Challenge: Report how many lines of the records contain the string "jacket", with case counting, and give only that number.

— START Data shown —

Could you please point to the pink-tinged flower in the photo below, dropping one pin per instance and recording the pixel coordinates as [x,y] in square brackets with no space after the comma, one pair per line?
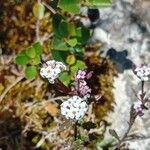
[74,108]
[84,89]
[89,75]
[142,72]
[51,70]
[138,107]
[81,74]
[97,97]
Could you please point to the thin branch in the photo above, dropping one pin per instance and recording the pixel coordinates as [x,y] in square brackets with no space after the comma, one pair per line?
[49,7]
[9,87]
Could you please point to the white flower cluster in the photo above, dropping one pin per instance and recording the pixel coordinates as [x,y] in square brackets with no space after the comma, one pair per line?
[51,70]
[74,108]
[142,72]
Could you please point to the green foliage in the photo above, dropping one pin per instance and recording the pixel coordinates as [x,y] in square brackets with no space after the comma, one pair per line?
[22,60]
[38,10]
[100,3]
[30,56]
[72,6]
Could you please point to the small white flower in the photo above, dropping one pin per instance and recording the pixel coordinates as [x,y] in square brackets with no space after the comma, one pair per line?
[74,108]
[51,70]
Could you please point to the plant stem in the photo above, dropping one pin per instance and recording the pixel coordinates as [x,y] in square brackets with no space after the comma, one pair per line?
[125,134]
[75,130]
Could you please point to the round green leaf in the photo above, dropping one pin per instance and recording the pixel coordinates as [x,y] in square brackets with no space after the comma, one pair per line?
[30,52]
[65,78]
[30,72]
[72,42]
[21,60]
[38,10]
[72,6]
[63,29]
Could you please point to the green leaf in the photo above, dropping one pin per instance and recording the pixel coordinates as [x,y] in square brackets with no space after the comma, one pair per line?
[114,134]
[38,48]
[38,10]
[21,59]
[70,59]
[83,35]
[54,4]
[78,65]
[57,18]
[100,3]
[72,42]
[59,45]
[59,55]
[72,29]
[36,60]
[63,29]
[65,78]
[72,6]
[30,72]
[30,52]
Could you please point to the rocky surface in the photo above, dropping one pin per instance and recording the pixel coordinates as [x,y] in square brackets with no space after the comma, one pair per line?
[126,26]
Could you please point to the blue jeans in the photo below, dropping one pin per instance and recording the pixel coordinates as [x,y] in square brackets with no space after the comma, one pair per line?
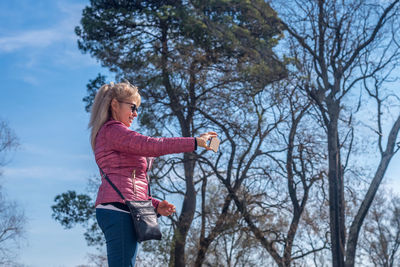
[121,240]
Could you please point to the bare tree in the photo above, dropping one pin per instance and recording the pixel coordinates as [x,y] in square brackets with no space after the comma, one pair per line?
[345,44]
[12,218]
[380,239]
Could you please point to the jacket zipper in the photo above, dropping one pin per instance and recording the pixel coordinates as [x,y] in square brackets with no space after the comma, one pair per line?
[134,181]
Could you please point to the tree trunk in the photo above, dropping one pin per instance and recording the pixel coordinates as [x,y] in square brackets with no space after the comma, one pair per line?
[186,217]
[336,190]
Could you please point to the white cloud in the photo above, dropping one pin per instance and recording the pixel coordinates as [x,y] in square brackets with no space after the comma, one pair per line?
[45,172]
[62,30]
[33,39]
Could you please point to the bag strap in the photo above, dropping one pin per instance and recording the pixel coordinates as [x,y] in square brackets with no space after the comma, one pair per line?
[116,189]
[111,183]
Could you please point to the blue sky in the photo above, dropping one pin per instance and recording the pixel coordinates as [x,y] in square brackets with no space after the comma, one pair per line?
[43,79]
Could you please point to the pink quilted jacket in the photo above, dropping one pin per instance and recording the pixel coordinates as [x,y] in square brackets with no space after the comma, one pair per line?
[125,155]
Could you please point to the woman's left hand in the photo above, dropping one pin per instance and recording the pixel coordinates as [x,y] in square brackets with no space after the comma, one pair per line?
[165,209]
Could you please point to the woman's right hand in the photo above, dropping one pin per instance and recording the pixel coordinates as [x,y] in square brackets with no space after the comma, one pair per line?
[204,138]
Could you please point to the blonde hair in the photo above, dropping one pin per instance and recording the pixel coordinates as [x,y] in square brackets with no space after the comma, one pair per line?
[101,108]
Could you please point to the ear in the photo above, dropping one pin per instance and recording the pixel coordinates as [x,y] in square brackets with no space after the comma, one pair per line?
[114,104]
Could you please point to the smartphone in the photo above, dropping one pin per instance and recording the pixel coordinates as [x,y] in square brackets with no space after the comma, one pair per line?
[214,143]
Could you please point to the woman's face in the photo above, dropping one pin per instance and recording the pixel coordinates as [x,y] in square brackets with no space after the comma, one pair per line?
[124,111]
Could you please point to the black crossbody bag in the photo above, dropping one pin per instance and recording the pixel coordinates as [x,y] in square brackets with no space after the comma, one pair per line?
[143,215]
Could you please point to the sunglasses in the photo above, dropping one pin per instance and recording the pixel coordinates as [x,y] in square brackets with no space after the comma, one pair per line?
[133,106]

— END Data shown —
— START Data shown —

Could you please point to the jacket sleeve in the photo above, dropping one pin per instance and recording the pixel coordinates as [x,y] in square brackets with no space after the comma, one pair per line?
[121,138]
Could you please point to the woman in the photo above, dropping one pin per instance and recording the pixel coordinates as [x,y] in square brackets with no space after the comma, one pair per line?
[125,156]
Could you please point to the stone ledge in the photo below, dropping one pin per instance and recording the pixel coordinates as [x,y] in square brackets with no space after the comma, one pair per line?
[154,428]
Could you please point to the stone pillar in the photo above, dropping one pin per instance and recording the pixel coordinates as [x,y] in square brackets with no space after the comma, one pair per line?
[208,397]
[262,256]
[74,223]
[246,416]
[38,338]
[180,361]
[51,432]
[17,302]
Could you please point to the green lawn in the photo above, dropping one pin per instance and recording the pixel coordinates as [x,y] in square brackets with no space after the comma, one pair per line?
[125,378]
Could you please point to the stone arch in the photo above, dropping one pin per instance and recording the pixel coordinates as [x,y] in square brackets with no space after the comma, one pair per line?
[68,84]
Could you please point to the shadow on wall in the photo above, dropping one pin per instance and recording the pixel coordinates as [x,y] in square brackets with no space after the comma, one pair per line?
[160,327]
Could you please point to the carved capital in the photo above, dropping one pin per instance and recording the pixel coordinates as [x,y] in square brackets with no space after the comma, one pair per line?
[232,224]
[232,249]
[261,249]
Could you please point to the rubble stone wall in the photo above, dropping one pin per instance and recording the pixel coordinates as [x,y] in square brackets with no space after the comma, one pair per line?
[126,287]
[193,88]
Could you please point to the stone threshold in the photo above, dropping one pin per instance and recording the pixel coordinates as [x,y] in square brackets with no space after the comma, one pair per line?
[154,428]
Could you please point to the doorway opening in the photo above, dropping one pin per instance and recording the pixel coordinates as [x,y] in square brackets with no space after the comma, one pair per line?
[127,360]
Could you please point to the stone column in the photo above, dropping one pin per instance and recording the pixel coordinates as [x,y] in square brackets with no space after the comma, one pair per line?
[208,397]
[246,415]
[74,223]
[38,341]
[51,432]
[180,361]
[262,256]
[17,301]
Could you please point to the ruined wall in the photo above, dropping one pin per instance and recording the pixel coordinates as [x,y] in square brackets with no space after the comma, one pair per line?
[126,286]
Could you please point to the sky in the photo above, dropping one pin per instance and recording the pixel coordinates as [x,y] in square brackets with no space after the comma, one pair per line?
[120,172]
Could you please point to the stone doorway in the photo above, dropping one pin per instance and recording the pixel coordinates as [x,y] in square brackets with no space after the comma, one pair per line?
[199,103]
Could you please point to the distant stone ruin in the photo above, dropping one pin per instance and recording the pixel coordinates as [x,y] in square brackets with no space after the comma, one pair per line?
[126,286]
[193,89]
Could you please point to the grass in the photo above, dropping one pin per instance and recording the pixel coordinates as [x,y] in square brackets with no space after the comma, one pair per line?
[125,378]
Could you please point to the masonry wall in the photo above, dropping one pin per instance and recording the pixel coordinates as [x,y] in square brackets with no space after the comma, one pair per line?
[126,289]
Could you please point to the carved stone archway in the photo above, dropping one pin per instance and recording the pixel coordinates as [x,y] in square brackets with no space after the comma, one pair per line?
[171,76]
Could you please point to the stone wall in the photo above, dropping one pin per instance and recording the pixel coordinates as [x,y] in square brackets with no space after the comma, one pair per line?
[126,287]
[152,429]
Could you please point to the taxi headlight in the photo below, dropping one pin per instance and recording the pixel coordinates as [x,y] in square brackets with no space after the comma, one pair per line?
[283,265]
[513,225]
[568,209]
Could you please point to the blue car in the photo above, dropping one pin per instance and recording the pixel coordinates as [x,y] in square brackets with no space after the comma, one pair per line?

— END Data shown —

Response to this exercise: 3